> _Problem requirements_
Set down the entries below exactly; drop the pictures.

※ ※ ※

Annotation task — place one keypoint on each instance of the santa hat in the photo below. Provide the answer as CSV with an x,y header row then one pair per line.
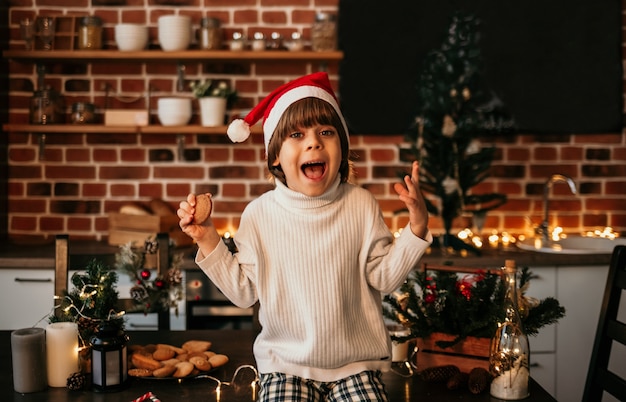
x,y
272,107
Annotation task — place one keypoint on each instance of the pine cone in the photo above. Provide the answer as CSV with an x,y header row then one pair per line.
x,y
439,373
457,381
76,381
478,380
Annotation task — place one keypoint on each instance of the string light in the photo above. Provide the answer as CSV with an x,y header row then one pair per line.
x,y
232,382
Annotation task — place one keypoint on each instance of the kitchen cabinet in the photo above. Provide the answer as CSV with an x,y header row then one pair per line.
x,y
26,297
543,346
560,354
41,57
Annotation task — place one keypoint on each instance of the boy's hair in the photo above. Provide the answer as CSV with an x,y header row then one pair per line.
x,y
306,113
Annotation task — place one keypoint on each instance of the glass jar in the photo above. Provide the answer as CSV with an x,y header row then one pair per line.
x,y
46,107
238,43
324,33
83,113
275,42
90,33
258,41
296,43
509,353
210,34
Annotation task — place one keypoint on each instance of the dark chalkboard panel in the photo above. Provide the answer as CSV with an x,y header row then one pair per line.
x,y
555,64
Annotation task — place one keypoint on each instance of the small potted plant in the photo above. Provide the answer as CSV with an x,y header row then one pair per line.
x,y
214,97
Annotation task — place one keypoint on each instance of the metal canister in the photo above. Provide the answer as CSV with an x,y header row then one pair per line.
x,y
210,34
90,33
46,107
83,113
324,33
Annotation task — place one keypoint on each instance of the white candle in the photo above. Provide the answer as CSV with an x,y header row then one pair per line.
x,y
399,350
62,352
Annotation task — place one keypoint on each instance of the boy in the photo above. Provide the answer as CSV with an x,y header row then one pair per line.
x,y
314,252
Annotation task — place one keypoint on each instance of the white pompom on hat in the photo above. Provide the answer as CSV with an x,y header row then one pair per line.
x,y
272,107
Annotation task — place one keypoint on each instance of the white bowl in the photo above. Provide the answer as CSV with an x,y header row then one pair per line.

※ ※ ※

> _Output of the task_
Annotation task — place one keypoint on each instance of the santa hat in the photo below. Provide the answer as CSV with an x,y header row then one pair per line.
x,y
272,107
Annotation task — place one keypoint on each instance of the pine cone in the photo above. Provide the answer as CSV with an x,y header row then one pair per line.
x,y
439,373
457,381
76,381
478,380
Annotation task — place one keypoint on each instance of the string light in the photo above. Provide the answer as CSV with an x,y header row then one pair per line.
x,y
232,382
Annotation task — place one keypoint on each instance of the kitchen cabinet in the photo above. Provide the answer as CSV with an x,y header row then one pair per line.
x,y
26,297
543,346
560,354
41,57
Annotation task — place one keypoint on each instance of the boy's hair in the photo above. Provide the answer as CSV with an x,y header row then one pair per line.
x,y
306,113
Annotation task — place one keypoint on each instance of the glass jar in the photo above. Provide the answer as CSV with an x,y header row then one pair per line.
x,y
46,107
238,43
324,33
83,113
275,42
90,33
258,41
296,43
509,353
210,34
Annotation task — place one keypoint on each instance of the dark chalkboard panel in the photo above. Provide the answer as CSV with an x,y header row then one pair per line.
x,y
555,64
Annotation task — place one keypoint on each instance of the small potted plant in the photo above. Provide the answer as CSV with an x,y header row then one pair per line.
x,y
214,97
Annotation task — place one keypoint on each instance of the metal canister in the photo above. Provide the answer as CSV with an x,y header row then one pair per line.
x,y
210,34
90,33
46,107
83,113
324,33
Annotation task — place one keypoint on each instance of the white candle in the photo above. Provide the answer as CSV with an x,y header row then one pair per line.
x,y
399,350
62,352
Annotation task — place one keypoint on each instance of the boy in the photo above. Provide the answer as CSV with an x,y header row then one pair per line.
x,y
314,252
Annotation task — place one keypoint on each instance of the white pompom on hat in the photo above. Provide the answer as CSV with an x,y header row then one pair per line.
x,y
272,107
Annotation task — place one keypoint on each instance of the white bowl in the photo above. Provide the answer as CSV with an x,y header row then one pair per line.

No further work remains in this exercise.